=== TASK OBJECTIVE ===
Find how many lines in the entries below carry the word "above" and answer with only that figure.

=== DATA LISTING ===
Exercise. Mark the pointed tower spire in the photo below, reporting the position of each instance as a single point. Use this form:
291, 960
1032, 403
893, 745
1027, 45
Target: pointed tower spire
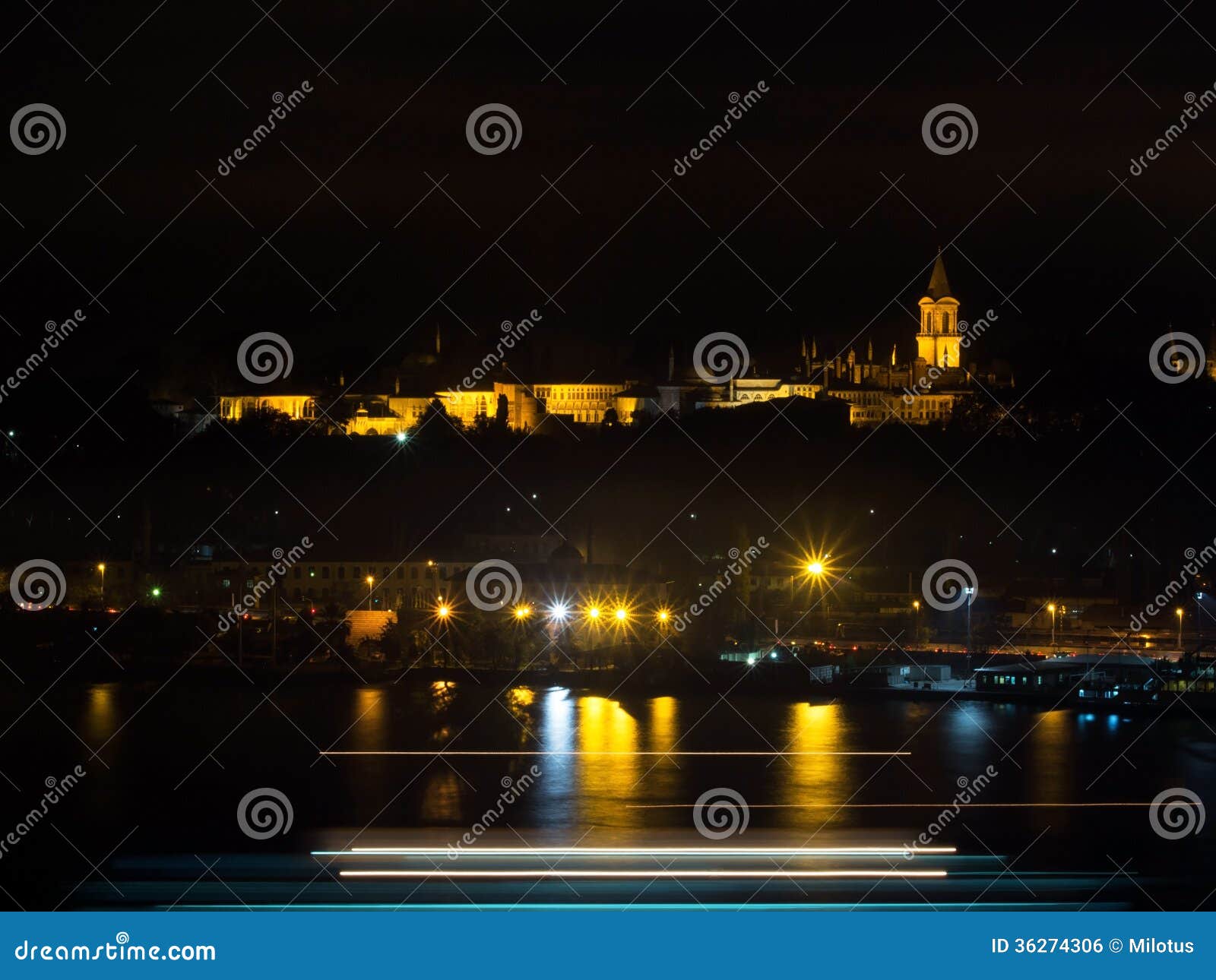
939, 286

--

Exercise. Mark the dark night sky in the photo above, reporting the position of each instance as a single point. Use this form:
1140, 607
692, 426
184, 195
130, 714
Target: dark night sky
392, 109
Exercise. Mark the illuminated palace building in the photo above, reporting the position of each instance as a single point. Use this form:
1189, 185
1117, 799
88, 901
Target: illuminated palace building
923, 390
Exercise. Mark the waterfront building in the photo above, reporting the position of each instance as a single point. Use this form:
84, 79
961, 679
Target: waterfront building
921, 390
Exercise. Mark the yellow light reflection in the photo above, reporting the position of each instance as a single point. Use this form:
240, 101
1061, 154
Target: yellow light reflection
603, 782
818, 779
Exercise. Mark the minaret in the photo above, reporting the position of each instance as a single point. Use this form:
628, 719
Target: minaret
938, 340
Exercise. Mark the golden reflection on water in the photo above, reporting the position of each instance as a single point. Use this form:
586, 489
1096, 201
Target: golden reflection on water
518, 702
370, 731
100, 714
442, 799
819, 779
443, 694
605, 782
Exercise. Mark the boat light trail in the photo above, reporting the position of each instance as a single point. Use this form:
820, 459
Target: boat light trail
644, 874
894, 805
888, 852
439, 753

=== RESPONSE TO THE EXERCISE ===
7